_RECORDS PROVIDED:_

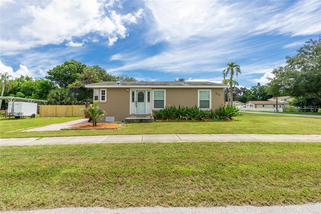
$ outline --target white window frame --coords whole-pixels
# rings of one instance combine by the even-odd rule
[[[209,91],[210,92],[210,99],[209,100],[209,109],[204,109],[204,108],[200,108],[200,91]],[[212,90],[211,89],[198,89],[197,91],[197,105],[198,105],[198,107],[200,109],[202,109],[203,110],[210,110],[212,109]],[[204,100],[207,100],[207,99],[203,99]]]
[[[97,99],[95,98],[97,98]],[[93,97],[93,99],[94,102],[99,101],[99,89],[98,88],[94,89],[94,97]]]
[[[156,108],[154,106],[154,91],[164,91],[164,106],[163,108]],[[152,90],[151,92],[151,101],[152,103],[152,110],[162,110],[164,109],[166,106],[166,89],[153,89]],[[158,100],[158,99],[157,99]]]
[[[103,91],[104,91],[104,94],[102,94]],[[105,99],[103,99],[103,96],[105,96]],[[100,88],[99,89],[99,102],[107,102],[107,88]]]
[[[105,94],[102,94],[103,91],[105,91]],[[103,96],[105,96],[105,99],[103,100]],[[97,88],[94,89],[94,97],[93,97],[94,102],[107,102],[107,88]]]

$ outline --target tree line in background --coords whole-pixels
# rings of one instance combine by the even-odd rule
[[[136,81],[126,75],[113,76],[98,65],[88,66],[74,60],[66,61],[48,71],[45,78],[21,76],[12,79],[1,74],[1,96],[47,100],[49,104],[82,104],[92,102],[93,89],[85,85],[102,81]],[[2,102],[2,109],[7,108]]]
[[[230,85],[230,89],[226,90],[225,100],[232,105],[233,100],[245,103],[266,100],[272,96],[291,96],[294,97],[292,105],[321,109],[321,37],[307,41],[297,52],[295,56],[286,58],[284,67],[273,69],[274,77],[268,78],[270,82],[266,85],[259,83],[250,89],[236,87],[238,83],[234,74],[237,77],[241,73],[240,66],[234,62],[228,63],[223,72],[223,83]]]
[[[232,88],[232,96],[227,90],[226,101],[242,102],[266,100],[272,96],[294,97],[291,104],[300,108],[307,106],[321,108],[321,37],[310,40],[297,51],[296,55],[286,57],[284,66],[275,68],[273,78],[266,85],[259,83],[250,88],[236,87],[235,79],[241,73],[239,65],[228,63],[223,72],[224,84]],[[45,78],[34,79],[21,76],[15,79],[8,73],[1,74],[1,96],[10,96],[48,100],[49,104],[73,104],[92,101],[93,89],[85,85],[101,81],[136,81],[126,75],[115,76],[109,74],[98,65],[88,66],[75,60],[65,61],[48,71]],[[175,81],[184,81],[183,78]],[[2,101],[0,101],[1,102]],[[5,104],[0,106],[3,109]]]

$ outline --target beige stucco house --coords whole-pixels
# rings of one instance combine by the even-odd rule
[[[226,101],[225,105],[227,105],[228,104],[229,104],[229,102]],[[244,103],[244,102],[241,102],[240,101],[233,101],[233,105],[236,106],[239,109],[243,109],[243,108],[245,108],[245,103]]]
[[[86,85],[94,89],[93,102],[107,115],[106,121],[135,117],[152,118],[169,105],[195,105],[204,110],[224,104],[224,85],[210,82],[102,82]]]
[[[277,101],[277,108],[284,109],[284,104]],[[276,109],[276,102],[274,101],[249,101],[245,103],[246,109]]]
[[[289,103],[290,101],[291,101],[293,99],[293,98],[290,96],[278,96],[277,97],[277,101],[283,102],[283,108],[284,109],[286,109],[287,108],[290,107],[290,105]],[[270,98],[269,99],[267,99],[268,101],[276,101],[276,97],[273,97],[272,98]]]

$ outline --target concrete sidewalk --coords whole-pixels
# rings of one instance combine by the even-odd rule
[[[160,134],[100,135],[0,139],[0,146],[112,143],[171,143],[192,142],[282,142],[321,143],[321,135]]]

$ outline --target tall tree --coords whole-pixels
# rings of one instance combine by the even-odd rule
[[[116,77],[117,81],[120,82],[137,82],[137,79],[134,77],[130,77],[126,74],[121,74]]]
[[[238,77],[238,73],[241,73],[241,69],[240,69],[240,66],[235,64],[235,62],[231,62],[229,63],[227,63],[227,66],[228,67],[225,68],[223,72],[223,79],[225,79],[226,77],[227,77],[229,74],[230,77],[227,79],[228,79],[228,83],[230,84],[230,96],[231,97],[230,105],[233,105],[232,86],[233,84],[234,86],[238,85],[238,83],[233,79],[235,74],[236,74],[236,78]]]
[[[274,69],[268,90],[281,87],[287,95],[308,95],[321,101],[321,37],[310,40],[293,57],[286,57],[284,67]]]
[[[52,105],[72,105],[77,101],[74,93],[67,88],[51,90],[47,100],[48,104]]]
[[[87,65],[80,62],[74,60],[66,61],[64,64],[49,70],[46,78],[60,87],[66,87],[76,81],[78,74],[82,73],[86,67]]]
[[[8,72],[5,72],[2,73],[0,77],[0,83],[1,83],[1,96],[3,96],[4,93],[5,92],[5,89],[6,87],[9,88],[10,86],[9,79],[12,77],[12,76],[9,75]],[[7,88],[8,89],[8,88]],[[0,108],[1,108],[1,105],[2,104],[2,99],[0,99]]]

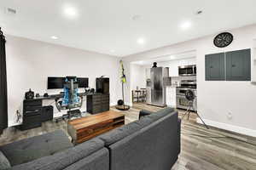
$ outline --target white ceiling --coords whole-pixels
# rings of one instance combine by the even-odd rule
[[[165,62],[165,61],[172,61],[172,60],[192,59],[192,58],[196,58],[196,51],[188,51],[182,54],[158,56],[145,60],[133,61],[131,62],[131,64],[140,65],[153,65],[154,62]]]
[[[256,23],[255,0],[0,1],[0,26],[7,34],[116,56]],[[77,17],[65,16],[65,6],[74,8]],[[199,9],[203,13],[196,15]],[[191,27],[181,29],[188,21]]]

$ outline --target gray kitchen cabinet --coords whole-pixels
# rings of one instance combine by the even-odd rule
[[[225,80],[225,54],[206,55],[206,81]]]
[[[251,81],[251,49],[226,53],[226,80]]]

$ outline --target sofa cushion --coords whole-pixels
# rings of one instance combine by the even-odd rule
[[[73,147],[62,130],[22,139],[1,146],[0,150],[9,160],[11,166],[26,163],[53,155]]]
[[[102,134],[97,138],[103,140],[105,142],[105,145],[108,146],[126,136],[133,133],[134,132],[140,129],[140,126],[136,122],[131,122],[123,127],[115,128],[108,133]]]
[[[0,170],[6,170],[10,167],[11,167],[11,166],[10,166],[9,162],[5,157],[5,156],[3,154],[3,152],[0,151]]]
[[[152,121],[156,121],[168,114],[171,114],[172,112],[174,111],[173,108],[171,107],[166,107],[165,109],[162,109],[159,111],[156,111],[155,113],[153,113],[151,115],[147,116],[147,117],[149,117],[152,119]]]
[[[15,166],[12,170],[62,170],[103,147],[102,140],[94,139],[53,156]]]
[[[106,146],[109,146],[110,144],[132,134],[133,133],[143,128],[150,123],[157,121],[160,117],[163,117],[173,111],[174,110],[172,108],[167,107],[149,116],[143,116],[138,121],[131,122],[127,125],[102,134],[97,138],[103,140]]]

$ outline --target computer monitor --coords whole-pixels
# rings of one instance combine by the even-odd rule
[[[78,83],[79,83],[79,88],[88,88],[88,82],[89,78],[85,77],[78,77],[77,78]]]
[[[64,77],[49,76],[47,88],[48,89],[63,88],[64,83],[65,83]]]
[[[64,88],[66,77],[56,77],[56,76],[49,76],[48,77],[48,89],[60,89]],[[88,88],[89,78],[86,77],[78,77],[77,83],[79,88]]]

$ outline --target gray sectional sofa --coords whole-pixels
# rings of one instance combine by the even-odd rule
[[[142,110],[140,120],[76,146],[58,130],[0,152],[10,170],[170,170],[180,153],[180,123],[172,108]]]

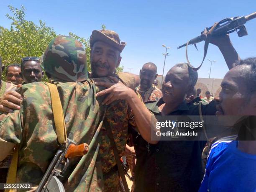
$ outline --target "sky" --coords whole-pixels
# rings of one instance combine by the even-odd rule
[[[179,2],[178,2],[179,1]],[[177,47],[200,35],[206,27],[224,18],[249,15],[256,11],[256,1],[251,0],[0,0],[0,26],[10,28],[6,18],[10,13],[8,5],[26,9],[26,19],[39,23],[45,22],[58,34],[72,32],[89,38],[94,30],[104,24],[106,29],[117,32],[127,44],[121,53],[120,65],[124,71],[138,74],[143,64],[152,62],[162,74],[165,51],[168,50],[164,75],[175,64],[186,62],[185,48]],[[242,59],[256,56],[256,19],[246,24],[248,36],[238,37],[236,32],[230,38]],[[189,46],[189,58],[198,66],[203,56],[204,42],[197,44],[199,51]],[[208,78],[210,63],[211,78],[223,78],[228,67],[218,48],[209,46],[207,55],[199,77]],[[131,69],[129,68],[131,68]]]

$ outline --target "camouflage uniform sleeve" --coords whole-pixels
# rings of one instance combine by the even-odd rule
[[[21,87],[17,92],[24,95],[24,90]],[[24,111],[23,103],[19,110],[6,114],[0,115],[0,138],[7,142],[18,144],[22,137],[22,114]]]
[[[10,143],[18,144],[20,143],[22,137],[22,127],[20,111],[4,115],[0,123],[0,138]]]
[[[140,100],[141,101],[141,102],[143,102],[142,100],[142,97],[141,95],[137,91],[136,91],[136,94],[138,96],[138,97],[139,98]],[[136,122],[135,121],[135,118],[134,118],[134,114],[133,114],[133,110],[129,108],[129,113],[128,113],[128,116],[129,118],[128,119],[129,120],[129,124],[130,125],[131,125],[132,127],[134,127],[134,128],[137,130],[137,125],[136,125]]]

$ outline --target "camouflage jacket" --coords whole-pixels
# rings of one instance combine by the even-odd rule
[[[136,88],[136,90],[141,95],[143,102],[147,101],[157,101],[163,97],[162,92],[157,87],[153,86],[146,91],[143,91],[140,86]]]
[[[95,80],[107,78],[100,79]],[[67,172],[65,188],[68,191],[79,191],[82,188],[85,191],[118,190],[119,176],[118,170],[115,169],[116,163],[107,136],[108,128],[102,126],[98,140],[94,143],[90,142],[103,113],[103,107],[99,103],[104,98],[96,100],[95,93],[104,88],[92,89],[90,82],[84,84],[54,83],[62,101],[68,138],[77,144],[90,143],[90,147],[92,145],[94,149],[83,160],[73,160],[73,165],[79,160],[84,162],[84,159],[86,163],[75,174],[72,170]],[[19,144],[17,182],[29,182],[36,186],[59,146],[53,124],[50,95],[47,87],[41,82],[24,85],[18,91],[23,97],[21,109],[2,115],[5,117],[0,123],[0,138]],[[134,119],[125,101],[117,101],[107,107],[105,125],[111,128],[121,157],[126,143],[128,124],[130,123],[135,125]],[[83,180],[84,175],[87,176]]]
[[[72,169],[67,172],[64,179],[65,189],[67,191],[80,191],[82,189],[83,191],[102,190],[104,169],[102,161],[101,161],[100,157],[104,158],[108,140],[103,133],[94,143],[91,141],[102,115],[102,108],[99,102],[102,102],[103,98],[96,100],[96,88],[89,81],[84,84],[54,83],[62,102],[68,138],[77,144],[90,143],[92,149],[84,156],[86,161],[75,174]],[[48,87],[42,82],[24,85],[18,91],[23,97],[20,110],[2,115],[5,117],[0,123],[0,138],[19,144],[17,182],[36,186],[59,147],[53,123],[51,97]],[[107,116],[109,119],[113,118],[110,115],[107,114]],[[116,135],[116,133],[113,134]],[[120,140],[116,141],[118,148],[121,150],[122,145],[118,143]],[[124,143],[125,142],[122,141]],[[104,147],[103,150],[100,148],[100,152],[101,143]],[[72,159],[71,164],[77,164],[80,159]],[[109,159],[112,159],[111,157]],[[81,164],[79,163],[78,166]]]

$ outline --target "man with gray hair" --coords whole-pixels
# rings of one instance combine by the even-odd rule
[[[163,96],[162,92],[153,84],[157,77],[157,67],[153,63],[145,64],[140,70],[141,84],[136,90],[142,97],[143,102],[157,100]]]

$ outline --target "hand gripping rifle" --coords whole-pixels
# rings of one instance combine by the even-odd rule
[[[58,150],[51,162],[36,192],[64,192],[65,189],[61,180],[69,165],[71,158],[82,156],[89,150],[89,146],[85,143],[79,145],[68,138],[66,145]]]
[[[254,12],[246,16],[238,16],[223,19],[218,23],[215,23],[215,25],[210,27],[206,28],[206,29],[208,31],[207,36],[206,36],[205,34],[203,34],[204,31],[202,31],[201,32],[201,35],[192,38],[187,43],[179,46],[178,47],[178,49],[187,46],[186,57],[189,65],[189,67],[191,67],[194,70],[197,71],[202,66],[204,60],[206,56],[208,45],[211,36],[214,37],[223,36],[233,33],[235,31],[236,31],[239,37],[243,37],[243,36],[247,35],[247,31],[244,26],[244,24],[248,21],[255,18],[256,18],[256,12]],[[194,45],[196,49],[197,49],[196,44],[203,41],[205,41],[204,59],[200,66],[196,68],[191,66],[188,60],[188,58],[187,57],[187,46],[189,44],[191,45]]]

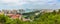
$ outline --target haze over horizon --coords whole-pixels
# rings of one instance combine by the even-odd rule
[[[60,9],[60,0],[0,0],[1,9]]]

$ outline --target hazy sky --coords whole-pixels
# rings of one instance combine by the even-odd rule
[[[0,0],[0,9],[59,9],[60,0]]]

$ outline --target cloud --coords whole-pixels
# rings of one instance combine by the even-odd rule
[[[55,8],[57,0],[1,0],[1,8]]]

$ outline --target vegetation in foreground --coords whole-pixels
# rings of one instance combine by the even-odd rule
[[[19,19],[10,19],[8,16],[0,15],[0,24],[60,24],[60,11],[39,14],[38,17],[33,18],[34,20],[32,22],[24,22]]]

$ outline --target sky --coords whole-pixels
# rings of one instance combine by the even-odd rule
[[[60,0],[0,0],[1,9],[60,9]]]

_SHORT EXERCISE:_
Recast the records in the stretch from the line containing "cabinet --coords whole-pixels" through the line containing "[[[251,81],[251,49],[226,53],[226,80]]]" as a two-column CSV with the columns "query" and "result". Give one row per record, with its text in "query" and its answer in "result", each in a single quoted field with line breaks replaced by spaces.

_FULL SOLUTION:_
query,result
"$ outline --target gray kitchen cabinet --coords whole-pixels # rings of one instance combine by the even-odd rule","[[[225,80],[225,54],[206,55],[206,81]]] [[[251,81],[251,49],[226,53],[226,80]]]"